[Entries from a point annotation set]
--*--

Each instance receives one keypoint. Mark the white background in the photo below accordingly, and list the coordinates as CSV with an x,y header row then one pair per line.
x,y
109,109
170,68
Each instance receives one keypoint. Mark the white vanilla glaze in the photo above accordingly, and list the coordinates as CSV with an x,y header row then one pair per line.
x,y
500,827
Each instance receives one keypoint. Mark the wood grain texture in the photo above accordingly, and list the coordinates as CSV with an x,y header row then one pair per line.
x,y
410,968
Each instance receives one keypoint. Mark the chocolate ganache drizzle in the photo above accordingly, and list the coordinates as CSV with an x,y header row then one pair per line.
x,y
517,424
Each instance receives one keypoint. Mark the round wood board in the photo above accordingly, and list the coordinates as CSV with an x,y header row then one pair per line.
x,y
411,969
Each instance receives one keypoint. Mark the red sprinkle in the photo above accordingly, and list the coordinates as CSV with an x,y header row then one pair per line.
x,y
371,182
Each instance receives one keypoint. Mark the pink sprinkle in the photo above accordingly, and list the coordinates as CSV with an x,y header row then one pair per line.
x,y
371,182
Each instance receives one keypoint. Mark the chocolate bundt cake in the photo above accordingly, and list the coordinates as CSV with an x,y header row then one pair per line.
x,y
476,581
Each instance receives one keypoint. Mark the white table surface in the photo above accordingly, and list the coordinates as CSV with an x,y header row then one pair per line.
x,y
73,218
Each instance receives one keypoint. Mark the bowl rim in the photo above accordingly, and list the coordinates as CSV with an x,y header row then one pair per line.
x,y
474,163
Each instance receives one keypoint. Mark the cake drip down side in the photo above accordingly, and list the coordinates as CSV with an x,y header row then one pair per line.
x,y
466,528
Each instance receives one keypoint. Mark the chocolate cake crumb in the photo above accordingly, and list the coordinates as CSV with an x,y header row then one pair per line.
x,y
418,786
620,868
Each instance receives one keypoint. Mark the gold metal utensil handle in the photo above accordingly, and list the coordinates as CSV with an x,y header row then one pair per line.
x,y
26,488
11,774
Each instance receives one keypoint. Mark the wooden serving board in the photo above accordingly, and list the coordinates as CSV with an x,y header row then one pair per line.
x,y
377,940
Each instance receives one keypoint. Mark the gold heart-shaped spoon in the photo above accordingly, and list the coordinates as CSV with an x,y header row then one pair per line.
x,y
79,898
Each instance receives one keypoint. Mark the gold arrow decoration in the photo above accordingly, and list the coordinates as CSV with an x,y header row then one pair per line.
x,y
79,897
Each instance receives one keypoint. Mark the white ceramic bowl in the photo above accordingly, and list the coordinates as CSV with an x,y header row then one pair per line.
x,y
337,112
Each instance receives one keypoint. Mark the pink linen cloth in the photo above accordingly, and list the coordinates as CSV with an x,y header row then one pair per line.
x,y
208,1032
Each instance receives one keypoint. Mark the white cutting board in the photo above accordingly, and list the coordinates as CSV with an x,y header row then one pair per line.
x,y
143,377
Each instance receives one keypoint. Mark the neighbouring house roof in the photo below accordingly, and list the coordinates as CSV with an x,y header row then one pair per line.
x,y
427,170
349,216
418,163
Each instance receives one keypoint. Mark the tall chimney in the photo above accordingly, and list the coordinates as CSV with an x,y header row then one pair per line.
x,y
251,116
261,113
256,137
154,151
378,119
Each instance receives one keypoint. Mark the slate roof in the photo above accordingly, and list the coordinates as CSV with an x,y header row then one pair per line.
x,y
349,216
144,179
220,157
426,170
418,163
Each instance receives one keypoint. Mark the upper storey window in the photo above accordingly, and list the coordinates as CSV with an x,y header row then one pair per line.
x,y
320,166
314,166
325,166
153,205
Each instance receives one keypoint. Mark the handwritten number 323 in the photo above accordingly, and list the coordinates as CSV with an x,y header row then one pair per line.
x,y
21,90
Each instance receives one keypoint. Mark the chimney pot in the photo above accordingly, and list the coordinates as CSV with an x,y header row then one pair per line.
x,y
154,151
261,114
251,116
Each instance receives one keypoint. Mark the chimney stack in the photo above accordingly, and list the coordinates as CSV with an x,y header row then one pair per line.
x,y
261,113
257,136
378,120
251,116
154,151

--*--

BRIEF
Copy out the whole listing exactly.

RESULT OF THE TASK
Each instance receives one keypoint. Mark the white background in the photo below accordingly, and list the coordinates as CSV with an x,y header row then one pair per line.
x,y
109,109
170,68
Each instance receives one keypoint. Mark the white vanilla glaze in the photo above accordingly, and list the coordinates as CSV with an x,y header row then one pair per line.
x,y
500,827
Each instance receives one keypoint. Mark the wood grain texture in the photo above accordingly, and list the coordinates as CSV with an x,y header row then one pair per line.
x,y
410,968
Each instance receives one keypoint. Mark the chocolate ganache drizzle in the photo above accordingly, and list the coordinates as CSV with an x,y header row then one pair per line.
x,y
517,424
Each instance receives one keypoint. Mark the round wood board in the photo above accordingly, and list the coordinates as CSV with an x,y header row then one pair per line.
x,y
411,969
Each instance receives one keypoint. Mark the red sprinkle in the photo above accordingly, and list the coordinates as CSV with an x,y header row then one pair per line.
x,y
371,182
Each instance receives one keypoint. Mark the pink sprinkle in the photo above accordingly, and list the coordinates as CSV with an x,y header row then one pair per line.
x,y
371,182
Each instance receives one keypoint. Mark the chocolate bundt cake in the photo above accordingly, and list the coordinates as CSV with an x,y header row then one pair per line.
x,y
476,581
Each instance receives one keypoint. Mark the white table surface in the photo above accordingly, and list the coordinates as CSV with an x,y header row then one pair per line.
x,y
73,218
Each instance receives one keypoint. Mark the bowl rim in the photo above accordingly, and list the coordinates as CSV with an x,y header row then one pair per line.
x,y
474,163
Each instance receives one keypoint. Mark the cake drip down side in the photo above accordingly, and list the coordinates as CSV with an x,y header row then one pair per line.
x,y
466,528
Each instance receives one keypoint. Mark the chocolate cake crumb in the photo above accordingly, and list the coordinates as CSV with an x,y header row then one pair per line.
x,y
418,786
620,868
Each instance receives one keypoint. Mark the gold metal utensil handle in the photo above accordingly, and list the coordinates as CSV with an x,y header row then one pair per line.
x,y
26,488
11,774
Each instance receives one keypoint. Mark the wooden serving board in the photo above accordingly, and list the coordinates as CSV with an x,y header row then one pair per line.
x,y
377,940
Each instance receives one keypoint. Mark the gold heart-shaped spoon in the photo above accordingly, and list the coordinates as CSV with an x,y header row then one pair per line.
x,y
79,898
Each instance receives one keypoint. Mark the gold arrow decoration in the photo above accordingly, and list the coordinates as CSV with an x,y header row then one pair per line.
x,y
79,897
Each instance receives one keypoint. Mark the white ceramic bowl in the photo above accordingly, and list the coordinates as CSV with an x,y header row then one pair per line.
x,y
337,112
Each instance receives one keypoint. Mark the pink linen cloth in the photo above accordingly, and list the coordinates as CSV with an x,y header row then one pair per line.
x,y
208,1032
Each instance receives one keypoint. Mark the white cutting board in the photo above accordingly, and list the coordinates as CSV with an x,y header row then one pair per line.
x,y
143,377
Each instance receives one keypoint. Mark the neighbouring house roof in the photo below accordingly, and list the coordinates as CSV with an x,y header row then one pair per line.
x,y
427,170
349,216
418,163
Each instance receives one keypoint. Mark the tall chimney in the photo above accordingly, and list the coordinates as CSV with an x,y header row then one pair per line.
x,y
251,116
261,113
256,137
154,151
378,119
Each instance receives one keypoint. Mark the slate roof in the photo above accordingly, and list the coordinates as CSV with an x,y header row then one pair per line.
x,y
349,216
144,179
220,157
426,170
418,163
Each instance receives one keypoint. Mark the upper storey window in the photo above accordingly, and list the coordinates as CSV with an x,y header row then one pair per line.
x,y
320,166
314,166
325,166
153,205
Each instance receives one keypoint. Mark the handwritten number 323 in the photo above accordingly, and list the coordinates as CSV with an x,y header row then one pair per line.
x,y
21,90
Each instance receives one keypoint. Mark the chimney pot in the photo above accordingly, and list the coordinates as CSV with an x,y header row then one pair per line.
x,y
154,151
261,114
251,116
Each instance receives one keypoint. Mark the chimney stack in the photo above accordingly, and list the coordinates as CSV with an x,y header row then one pair per line.
x,y
261,113
257,136
378,120
251,116
154,151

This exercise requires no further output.